Objective>
Rewrite the listing from the line with "Target: branch bark texture" through the end, swapping "dried flower cluster" for "dried seed head" and keeping everything else unchanged.

(Data records)
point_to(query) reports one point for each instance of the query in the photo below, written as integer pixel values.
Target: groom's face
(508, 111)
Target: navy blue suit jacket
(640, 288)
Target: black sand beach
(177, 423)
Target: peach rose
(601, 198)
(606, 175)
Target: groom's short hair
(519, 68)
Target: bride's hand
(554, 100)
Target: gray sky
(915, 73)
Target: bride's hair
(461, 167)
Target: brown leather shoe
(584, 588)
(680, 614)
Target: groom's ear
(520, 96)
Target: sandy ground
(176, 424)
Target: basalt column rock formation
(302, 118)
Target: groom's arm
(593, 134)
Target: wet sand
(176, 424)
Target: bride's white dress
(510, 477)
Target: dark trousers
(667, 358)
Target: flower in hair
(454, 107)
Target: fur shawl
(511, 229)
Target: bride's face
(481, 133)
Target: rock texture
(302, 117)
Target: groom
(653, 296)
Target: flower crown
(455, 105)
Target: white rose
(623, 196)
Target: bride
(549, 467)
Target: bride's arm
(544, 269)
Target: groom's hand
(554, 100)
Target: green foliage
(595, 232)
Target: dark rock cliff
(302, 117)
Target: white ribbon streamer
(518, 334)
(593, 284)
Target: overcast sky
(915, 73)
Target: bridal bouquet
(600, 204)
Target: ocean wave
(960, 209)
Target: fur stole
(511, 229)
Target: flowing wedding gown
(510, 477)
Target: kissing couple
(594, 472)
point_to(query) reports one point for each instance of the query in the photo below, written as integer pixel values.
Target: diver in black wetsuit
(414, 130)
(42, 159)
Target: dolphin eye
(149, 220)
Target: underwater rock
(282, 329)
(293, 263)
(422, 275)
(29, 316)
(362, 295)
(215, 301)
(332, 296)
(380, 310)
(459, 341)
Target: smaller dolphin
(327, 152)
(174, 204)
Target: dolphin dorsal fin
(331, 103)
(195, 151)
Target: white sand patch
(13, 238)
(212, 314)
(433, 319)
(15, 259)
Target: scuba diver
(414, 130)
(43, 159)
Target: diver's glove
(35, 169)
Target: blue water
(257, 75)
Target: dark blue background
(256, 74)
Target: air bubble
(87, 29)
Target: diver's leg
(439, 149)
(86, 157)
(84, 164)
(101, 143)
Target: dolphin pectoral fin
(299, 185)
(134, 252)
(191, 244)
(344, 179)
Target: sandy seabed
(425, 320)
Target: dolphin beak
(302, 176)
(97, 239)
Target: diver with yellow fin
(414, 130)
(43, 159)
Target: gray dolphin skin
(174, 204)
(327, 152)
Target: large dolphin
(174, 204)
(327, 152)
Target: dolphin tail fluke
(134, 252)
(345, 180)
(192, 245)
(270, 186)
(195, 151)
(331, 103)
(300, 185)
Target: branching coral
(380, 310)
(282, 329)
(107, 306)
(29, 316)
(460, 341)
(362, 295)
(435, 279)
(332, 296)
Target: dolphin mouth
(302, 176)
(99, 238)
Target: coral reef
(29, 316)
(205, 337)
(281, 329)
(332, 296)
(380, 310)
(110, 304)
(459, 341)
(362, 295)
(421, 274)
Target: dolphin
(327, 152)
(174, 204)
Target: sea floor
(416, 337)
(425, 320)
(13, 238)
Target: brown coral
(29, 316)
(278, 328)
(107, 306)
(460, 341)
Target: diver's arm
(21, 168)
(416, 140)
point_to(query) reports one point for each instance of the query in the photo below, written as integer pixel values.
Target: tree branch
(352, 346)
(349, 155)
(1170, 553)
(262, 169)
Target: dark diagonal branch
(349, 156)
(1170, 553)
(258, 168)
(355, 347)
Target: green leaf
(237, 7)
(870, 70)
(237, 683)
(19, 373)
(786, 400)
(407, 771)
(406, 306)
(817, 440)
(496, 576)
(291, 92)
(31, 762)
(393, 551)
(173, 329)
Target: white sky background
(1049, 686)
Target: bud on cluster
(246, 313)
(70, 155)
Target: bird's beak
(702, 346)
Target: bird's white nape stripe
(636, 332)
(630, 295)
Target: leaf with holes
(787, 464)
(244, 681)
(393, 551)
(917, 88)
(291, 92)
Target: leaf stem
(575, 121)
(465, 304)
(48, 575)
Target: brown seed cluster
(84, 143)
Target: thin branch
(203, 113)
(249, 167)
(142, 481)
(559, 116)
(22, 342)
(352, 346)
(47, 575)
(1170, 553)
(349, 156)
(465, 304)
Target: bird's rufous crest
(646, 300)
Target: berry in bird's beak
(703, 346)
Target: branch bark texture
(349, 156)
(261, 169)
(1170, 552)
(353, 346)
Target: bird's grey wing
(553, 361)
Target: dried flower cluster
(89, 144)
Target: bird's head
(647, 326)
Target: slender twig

Answer for the task>
Target: branch bark texture
(349, 156)
(261, 169)
(1170, 552)
(353, 346)
Target: bird's grey wing
(553, 361)
Target: dried seed head
(89, 144)
Target: bird's head
(647, 326)
Target: slender twig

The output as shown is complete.